Source data:
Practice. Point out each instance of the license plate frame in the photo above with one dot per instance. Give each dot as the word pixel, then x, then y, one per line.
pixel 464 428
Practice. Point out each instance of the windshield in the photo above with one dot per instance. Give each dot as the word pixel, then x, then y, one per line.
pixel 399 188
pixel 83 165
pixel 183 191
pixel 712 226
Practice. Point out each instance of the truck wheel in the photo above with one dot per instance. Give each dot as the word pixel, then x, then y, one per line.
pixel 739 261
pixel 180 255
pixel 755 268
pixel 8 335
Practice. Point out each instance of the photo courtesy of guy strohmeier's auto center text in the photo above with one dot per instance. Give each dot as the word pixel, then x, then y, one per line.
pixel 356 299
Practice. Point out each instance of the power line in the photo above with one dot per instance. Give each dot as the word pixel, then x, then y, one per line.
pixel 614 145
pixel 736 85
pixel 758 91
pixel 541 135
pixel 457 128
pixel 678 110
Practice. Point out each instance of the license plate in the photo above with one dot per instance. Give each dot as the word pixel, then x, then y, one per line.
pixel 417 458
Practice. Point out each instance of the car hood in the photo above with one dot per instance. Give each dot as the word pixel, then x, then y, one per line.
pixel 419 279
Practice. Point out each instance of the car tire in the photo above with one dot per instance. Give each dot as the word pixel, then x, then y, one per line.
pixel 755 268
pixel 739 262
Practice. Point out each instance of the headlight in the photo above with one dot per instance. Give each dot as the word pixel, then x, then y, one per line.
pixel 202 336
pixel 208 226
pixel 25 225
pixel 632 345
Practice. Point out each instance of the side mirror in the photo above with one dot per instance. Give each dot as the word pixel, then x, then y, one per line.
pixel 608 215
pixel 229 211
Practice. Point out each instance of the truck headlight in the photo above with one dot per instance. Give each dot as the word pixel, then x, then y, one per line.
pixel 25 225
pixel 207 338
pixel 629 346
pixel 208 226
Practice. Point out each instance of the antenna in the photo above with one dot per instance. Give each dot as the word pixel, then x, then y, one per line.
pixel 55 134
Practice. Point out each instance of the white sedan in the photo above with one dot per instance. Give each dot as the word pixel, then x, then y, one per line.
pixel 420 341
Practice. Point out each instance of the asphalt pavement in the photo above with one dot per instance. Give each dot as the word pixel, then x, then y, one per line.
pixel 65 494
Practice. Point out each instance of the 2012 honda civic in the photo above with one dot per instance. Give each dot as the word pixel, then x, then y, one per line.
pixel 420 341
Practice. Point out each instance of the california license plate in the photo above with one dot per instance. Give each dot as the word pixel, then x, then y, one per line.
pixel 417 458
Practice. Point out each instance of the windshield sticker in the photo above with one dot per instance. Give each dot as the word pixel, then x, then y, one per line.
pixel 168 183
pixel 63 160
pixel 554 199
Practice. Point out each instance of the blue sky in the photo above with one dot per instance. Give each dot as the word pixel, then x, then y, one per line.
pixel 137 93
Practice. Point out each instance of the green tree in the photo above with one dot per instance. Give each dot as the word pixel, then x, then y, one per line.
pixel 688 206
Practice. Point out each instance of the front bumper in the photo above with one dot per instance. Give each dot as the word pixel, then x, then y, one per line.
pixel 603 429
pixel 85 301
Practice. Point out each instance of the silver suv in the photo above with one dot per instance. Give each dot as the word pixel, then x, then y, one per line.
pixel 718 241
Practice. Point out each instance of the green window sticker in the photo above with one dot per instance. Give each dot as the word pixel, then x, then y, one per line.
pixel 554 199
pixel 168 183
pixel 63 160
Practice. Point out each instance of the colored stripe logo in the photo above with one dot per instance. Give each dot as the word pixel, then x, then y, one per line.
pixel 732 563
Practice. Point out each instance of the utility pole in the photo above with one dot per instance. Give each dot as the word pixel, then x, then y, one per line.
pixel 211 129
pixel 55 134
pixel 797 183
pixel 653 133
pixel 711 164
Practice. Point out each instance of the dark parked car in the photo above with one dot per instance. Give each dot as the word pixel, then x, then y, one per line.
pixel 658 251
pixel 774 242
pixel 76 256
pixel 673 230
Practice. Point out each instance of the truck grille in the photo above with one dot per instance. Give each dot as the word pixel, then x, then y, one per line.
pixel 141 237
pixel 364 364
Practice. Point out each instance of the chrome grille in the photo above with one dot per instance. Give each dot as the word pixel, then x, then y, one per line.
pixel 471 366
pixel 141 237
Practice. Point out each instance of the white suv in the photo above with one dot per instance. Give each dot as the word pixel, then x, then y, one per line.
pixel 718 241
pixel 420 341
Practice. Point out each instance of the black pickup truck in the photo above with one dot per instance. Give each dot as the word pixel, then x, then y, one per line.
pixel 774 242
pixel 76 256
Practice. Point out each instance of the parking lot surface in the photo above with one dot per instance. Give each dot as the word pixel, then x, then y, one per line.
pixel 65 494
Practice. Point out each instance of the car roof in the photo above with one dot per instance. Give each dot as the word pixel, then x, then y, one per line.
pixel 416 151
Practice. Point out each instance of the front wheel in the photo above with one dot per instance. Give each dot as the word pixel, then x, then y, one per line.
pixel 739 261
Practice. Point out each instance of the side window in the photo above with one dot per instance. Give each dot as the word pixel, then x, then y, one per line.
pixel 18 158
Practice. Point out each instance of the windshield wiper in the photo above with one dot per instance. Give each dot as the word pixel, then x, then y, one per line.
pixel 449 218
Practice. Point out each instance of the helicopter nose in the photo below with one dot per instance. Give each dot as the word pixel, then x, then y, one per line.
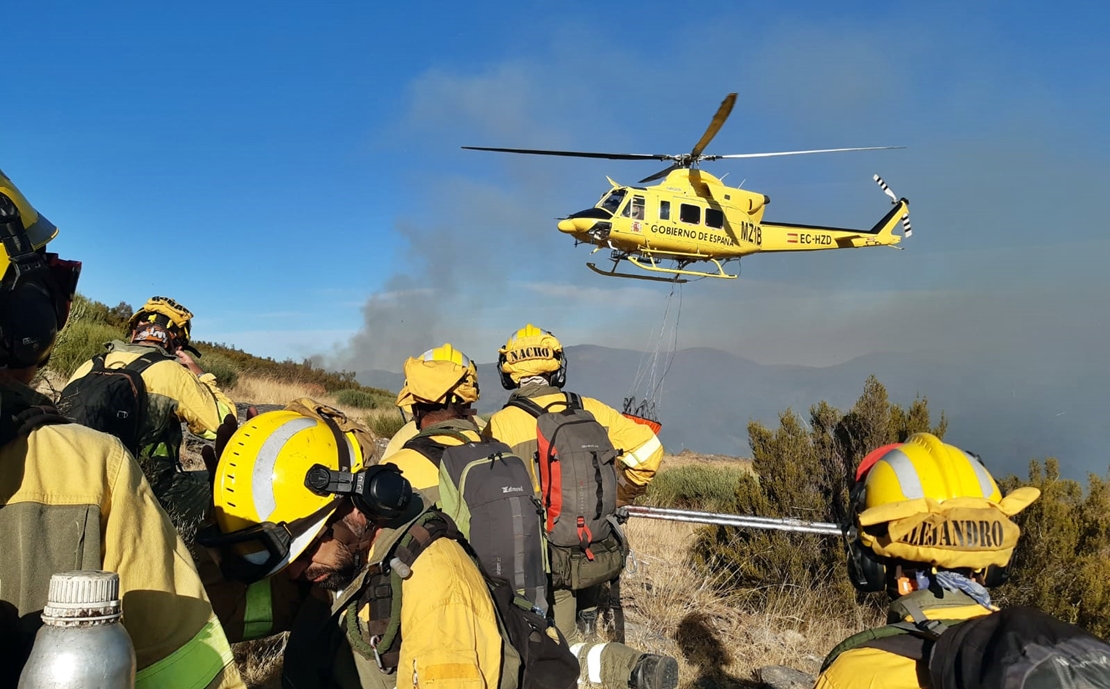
pixel 572 225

Activity: Could you give the listing again exactly as it stands, minus any pictures?

Answer:
Practice. Point out each instance of the license plate frame in the photo above with one dot per instance. Give each dot as the word pixel, then x, then y, one per line.
pixel 464 428
Practice. Point out each instance of the windshield in the photo above with one dot per instance. Give each dot as the word pixel, then x, then y, one per line.
pixel 399 188
pixel 83 165
pixel 183 191
pixel 712 226
Practice. Point out each instance of the truck wheel in the photo above with one dot per instance. Give each dot as the word pixel, then x, then y, one per line.
pixel 739 261
pixel 180 255
pixel 755 268
pixel 8 335
Practice. Point out each instance of the photo courtesy of guy strohmeier's auto center text in the photo above with one dot per instance. Give each dot as the word pixel, then x, then y, one per line.
pixel 356 299
Practice. Point out each instance of the power line in the photo above with one dot per instance. Give each dot as the word pixel, then x, then y, one per line.
pixel 614 145
pixel 736 85
pixel 758 91
pixel 541 135
pixel 457 128
pixel 678 110
Practice. Point out each instance of the license plate in the photo above with one dot per instance. Give each dot as the word pixel, then x, then y, one per line.
pixel 417 458
Practice. Point out each instance of the car hood in the photo above with one dot per instance. Give each dot as the word pixel, then x, then y, one per line.
pixel 419 279
Practice. Point out each instance of the car tire in the photo above with one dot per instance. Give each dot as the word pixel, then x, then y, one per line.
pixel 755 268
pixel 739 262
Practice. Point out each instance of the headlight in the photo above with one dot per instance. Give each dot as the word pixel, then x, then y, one per line.
pixel 202 336
pixel 208 226
pixel 25 225
pixel 632 345
Practice. Point out each instance of the side mirror in the photo above with one dot per instance. Give each dot as the word pixel, then x, then y, one per line.
pixel 608 215
pixel 229 211
Practice. Point out each instance of the truck headlight in the photo above with one dot per instance. Give each dot as the word pixel, then x, then y, one per line.
pixel 25 225
pixel 207 338
pixel 629 346
pixel 208 226
Practice. Point out each instance of the antenna in the photo above with one dot per instance. Give each dot as the word pixel, then x, then y, one per line.
pixel 55 134
Practice. Point out each instance of the white sedan in the photo above with one dot per instance. Give each dot as the word pixel, then x, then y, one per line.
pixel 420 341
Practice. Point out each instance of the asphalt pavement in the photo above with one dot per instance. Give each dot as the word pixel, then x, then y, one per line.
pixel 65 494
Practice. Point out each instance of the 2012 honda civic in the photo above with one dot per instance. Give each dot as the word pixel, then x, then y, one per line.
pixel 420 341
Practice. Point out each instance of the california license plate in the photo above with one dot per instance. Give each dot as the word pixel, then x, then y, one per line.
pixel 417 458
Practice. Point out each instance of the windshield sticker in the photo above with one dot per instance. Give each dot as the word pixel, then x, then y, one per line.
pixel 168 183
pixel 63 160
pixel 554 199
Practice. Point out each instance of the blue sky in the photo above with one dot per instance. Give each dot as the word pixel, then x, then y, one per line.
pixel 137 93
Practice. Point out each instance of the green tree in the photo above with one dot per instance. Give each dot as the word pixel, then x, then y, one per line.
pixel 688 206
Practice. Point out each instance of the front bumper in the photo above with one dot per instance. Give each dot as the word pixel, then x, then y, one per line.
pixel 603 429
pixel 85 301
Practice. Point out each instance of the silver suv in the photo above with one dot per instance. Give each dot as the word pixel, then x, then y, one per line.
pixel 718 241
Practice. Point out each instance of the green window sticker in the photo above with one dot per instance. Give each dot as the word pixel, then x, then y, one per line.
pixel 554 199
pixel 168 183
pixel 63 160
Practice. Point out each instance of the colored stripe logo in the photo above with one dot per instance. Give each dot as the word pixel, then x, then y, one per line.
pixel 732 563
Practice. Point out each instance of the utility pole in the photo above with one dot per instance. Give each dot as the word pixel, then x, then y, one per line.
pixel 211 129
pixel 55 134
pixel 797 183
pixel 653 133
pixel 711 164
Practice. Point out each instance of the dark parked car in the photo above with one dot per instance. Give each dot as the word pixel, then x, then y, one per line.
pixel 658 251
pixel 774 242
pixel 76 256
pixel 673 230
Practice. Point out each instance of the truck grille in the photo above with one dot per instance. Give each dot as the word pixel, then x, then y, one per line.
pixel 141 237
pixel 364 364
Practice. Point out each instance of the chrome grille in the photo above with one dot per instance. Give each dot as the word pixel, then x, then y, one per line.
pixel 471 366
pixel 141 237
Practice. Point out each instance of the white suv in the photo above with one dot per instance. Give each dot as the word pixel, then x, then y, one per line.
pixel 718 241
pixel 420 341
Practice. Point out each instance of the black pickup truck in the photo above with one dot per instance. Give each dot as the word pixel, then x, then y, one per line.
pixel 774 242
pixel 76 256
Practice. Point out each instance of the parking lot surface in the photo above with one dot per instance. Give each dot as the word pixel, then x, then y, one per line.
pixel 65 494
Practice. Point out each instance of the car roof in the photo above with one dot per instance. Give each dot as the word pixel, then x, then y, one per line.
pixel 416 151
Practice. Point out each instance of the front wheel in the photo above with one dot per instance. Give each dot as the word pixel, then x, then y, one per line.
pixel 739 261
Practice. Point out each instance of the side window in the photo above with one dot per instance. Give each dot as the word pixel, then x, then y, one per line.
pixel 18 158
Practice. Point out each instance of the windshield wiper in the photo above with one dot per instance. Give each dot as the word pixel, then x, then y, one per line.
pixel 449 218
Practice. Point out each instance of the helicopter nose in the photo below with one dot per instance. Give each dot as the word pixel, then x, then y, one per line.
pixel 572 225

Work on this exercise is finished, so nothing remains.